GIVEN DATA.
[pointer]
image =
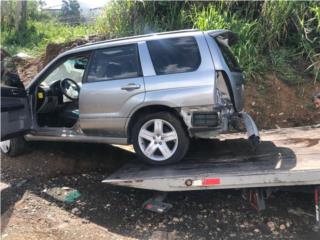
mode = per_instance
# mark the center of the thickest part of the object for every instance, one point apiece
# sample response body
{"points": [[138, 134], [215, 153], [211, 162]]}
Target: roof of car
{"points": [[135, 39]]}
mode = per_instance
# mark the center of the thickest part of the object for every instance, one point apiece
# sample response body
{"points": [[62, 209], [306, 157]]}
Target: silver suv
{"points": [[153, 91]]}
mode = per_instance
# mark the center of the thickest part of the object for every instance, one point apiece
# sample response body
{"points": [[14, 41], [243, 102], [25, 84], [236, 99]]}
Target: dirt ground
{"points": [[30, 210]]}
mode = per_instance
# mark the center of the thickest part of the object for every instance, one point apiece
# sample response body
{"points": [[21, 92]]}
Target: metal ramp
{"points": [[285, 157]]}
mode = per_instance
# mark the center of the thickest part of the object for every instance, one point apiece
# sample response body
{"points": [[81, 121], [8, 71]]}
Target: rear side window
{"points": [[115, 63], [174, 55], [231, 61]]}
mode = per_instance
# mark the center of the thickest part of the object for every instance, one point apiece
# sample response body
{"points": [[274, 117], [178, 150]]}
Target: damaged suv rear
{"points": [[154, 91]]}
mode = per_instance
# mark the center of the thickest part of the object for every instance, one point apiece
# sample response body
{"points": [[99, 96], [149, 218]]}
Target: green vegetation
{"points": [[41, 29], [275, 36]]}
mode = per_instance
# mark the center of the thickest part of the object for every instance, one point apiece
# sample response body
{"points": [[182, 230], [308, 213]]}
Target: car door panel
{"points": [[15, 112], [113, 87]]}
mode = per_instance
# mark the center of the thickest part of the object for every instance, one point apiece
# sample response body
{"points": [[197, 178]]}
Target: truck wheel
{"points": [[159, 138], [14, 147]]}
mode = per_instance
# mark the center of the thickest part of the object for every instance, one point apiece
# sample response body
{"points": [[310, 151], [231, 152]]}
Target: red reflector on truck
{"points": [[210, 181]]}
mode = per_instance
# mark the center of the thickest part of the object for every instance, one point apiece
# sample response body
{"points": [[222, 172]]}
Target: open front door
{"points": [[15, 112]]}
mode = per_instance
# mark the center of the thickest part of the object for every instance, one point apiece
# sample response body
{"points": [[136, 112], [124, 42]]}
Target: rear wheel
{"points": [[14, 147], [159, 138]]}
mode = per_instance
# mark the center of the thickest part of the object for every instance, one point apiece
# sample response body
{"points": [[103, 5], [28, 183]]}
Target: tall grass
{"points": [[274, 36], [40, 33]]}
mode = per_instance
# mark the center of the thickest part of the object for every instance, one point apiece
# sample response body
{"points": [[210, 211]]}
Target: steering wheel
{"points": [[70, 88]]}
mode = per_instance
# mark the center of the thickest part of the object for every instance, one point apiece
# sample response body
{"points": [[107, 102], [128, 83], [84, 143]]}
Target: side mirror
{"points": [[79, 65]]}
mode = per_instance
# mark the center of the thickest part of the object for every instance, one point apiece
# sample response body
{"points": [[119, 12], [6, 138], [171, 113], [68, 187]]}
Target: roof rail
{"points": [[137, 36]]}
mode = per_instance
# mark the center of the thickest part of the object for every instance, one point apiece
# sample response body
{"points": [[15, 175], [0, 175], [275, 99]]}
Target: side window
{"points": [[174, 55], [115, 63], [228, 56], [73, 68]]}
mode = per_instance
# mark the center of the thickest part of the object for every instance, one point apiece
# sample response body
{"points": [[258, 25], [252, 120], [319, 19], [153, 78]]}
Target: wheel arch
{"points": [[151, 109]]}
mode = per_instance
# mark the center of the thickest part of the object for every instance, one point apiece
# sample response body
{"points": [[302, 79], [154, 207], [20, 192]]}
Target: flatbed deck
{"points": [[285, 157]]}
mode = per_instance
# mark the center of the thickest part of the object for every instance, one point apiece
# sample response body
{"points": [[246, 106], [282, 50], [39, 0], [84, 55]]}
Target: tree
{"points": [[70, 11], [21, 20]]}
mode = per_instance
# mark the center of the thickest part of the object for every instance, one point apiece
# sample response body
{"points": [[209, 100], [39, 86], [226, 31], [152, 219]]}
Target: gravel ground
{"points": [[31, 206]]}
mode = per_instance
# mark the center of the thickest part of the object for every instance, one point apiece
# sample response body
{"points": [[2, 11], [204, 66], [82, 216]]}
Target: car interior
{"points": [[56, 97]]}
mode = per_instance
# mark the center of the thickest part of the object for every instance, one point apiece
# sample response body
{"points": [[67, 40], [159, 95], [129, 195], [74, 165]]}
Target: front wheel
{"points": [[159, 138], [14, 146]]}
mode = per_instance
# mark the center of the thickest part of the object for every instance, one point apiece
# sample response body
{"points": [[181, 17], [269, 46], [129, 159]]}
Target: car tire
{"points": [[154, 147], [14, 146]]}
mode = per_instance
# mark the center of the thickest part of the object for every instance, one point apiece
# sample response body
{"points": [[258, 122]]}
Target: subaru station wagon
{"points": [[154, 91]]}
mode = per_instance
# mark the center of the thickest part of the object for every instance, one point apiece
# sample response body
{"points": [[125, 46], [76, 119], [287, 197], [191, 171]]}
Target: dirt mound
{"points": [[276, 104]]}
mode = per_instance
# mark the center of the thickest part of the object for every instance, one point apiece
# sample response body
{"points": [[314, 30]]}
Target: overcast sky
{"points": [[84, 4]]}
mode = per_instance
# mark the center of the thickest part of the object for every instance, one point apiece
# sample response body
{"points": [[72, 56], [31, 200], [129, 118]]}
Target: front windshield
{"points": [[72, 68]]}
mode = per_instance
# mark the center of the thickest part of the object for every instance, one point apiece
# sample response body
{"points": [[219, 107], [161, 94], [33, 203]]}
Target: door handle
{"points": [[15, 92], [131, 86]]}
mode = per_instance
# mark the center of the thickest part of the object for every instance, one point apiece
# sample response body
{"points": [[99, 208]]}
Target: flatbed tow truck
{"points": [[285, 157]]}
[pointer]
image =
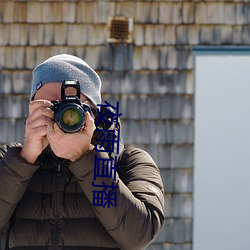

PROMPT. Your answer must be a verbatim copy of the entries above, with no images included.

ANSWER FOR THIS EXERCISE.
[pointer]
image =
mode = per_instance
# mark the center of the thickest part of the object for every instance, one point apiece
# sample response body
{"points": [[138, 134], [215, 153], [211, 162]]}
Target: roof of car
{"points": [[135, 39]]}
mode = per_instance
# mark the center of the thickest part of the object for every instance, one point apiece
# sample response body
{"points": [[62, 209], [306, 157]]}
Target: silver suv
{"points": [[153, 91]]}
mode = per_instance
# mark the center of the thickest part of the object for every instance, one point apiece
# sample response body
{"points": [[14, 41], [243, 102], [25, 84], [236, 99]]}
Target: dirt ground
{"points": [[30, 210]]}
mode = per_instance
# mark the center of the thickest part of the object for every instance, one point apiece
# sample response body
{"points": [[21, 92]]}
Target: metal ramp
{"points": [[285, 157]]}
mode = per_instance
# mark the center of the thickest part of the object for every instance, one point apiece
# sample response body
{"points": [[81, 121], [8, 71]]}
Target: rear side window
{"points": [[115, 63], [174, 55], [231, 61]]}
mode = per_instance
# mark the center of the thickest part of the object for every instance, one point apiece
# sample response body
{"points": [[274, 117], [178, 150]]}
Target: damaged suv rear
{"points": [[154, 91]]}
mode = per_instance
# mark the center of the thickest part of the object for every instance, one point apiece
# sample response body
{"points": [[99, 96], [149, 218]]}
Target: green vegetation
{"points": [[41, 29], [275, 36]]}
mode = per_instance
# mark the center of the thickest part of the object for every instance, one point apiece
# sample response body
{"points": [[182, 230], [308, 213]]}
Target: car door panel
{"points": [[15, 112], [113, 87]]}
mode = per_instance
# mark the center of the thickest part of the object for every instance, one point apiece
# sample response body
{"points": [[197, 178]]}
Target: truck wheel
{"points": [[159, 138], [14, 147]]}
mode = per_instance
# mark the center of the thickest part of the object for every instance, one point apiece
# sample response body
{"points": [[310, 151], [231, 152]]}
Target: red reflector on truck
{"points": [[210, 181]]}
mode = per_instance
# mark the center of the thickest part of the object for every instance, one point apiece
# sample response body
{"points": [[222, 172]]}
Target: open front door
{"points": [[15, 112]]}
mode = per_instance
# mark the center of the thickest part of the object for every instance, one point apiece
# sample response body
{"points": [[136, 112], [124, 42]]}
Target: rear wheel
{"points": [[14, 147], [159, 138]]}
mode = per_instance
# mark the center of the thickest part of the object for every instance, one point apiece
# sample response body
{"points": [[103, 5], [28, 183]]}
Target: tall grass
{"points": [[274, 36], [40, 33]]}
mode = per_instance
# mark the center of the thickest part of the object for every instance, one point apiece
# sample response body
{"points": [[210, 211]]}
Target: steering wheel
{"points": [[70, 88]]}
mode = per_instance
# mark the center of the thickest part of the object for every instance, one point apiece
# sample response body
{"points": [[107, 102], [128, 83], [84, 143]]}
Target: side mirror
{"points": [[79, 65]]}
mode = per_instance
# mark the center of the thickest part of the object for every instance, one point apiece
# sample response body
{"points": [[119, 12], [6, 138], [171, 113], [68, 187]]}
Target: roof rail
{"points": [[137, 36]]}
mode = per_instance
# mark the center of the thickest part of the object for every instance, one point apiece
# sample response body
{"points": [[15, 175], [0, 175], [275, 99]]}
Target: side window
{"points": [[174, 55], [115, 63], [228, 56], [73, 68]]}
mode = per_instance
# mark the center of the thickest part of the object for every instance, one point apiece
# sample response body
{"points": [[258, 25], [252, 120], [319, 19], [153, 78]]}
Target: wheel arch
{"points": [[151, 109]]}
mode = per_instance
# mark the center of the thickest part of the object for every instance, one point apiece
# sample response body
{"points": [[302, 79], [154, 207], [20, 192]]}
Target: flatbed deck
{"points": [[285, 157]]}
mode = per_instance
# mark the center of the thickest part of the object for every instance, one point apiece
# sample response body
{"points": [[246, 106], [282, 50], [39, 0], [84, 55]]}
Target: tree
{"points": [[70, 11], [21, 20]]}
mode = per_instance
# mark the center of the thickest part of the object for every instance, one point apiece
# sample response body
{"points": [[209, 100], [39, 86], [226, 31], [152, 219]]}
Target: gravel ground
{"points": [[31, 206]]}
mode = per_instance
# mark the center of the thickest part of the object for every instance, one point apiece
# sample response body
{"points": [[2, 11], [204, 66], [82, 216]]}
Target: car interior
{"points": [[56, 97]]}
mode = per_instance
# mark the center of the thickest part of the object for every instance, one point apiece
# sample response body
{"points": [[67, 40], [159, 95], [129, 195], [74, 165]]}
Target: front wheel
{"points": [[159, 138], [14, 146]]}
mode = per_instance
# mark the center of the thickest part of the object for every instance, one point apiece
# sample response body
{"points": [[181, 17], [269, 46], [129, 159]]}
Target: car tire
{"points": [[154, 147], [14, 146]]}
mode = per_instance
# mark the center of the thickest part of the object for every instance, one point apiece
# sample response body
{"points": [[258, 122]]}
Target: subaru station wagon
{"points": [[154, 91]]}
mode = per_instance
# mark the center of the thickest part of the object for every instance, one point apiece
# sample response body
{"points": [[125, 46], [76, 119], [287, 197], [191, 171]]}
Target: dirt mound
{"points": [[276, 104]]}
mode = per_instance
# mark the center of the thickest part of the object for every instance, one point apiece
# sample response body
{"points": [[314, 30]]}
Target: overcast sky
{"points": [[84, 4]]}
mode = per_instance
# mark the center of the thickest part of the object for every instance, one point apiece
# sample response body
{"points": [[72, 56], [31, 200], [129, 118]]}
Target: front windshield
{"points": [[72, 68]]}
mode = per_instance
# mark the center of the thickest part of the object for every instance, one point apiece
# sample response body
{"points": [[219, 107], [161, 94], [33, 203]]}
Target: door handle
{"points": [[15, 92], [131, 86]]}
mode = per_instance
# mark the center of the thickest part of the object for every instance, one point apiece
# sample response body
{"points": [[99, 208]]}
Target: flatbed tow truck
{"points": [[285, 157]]}
[pointer]
image =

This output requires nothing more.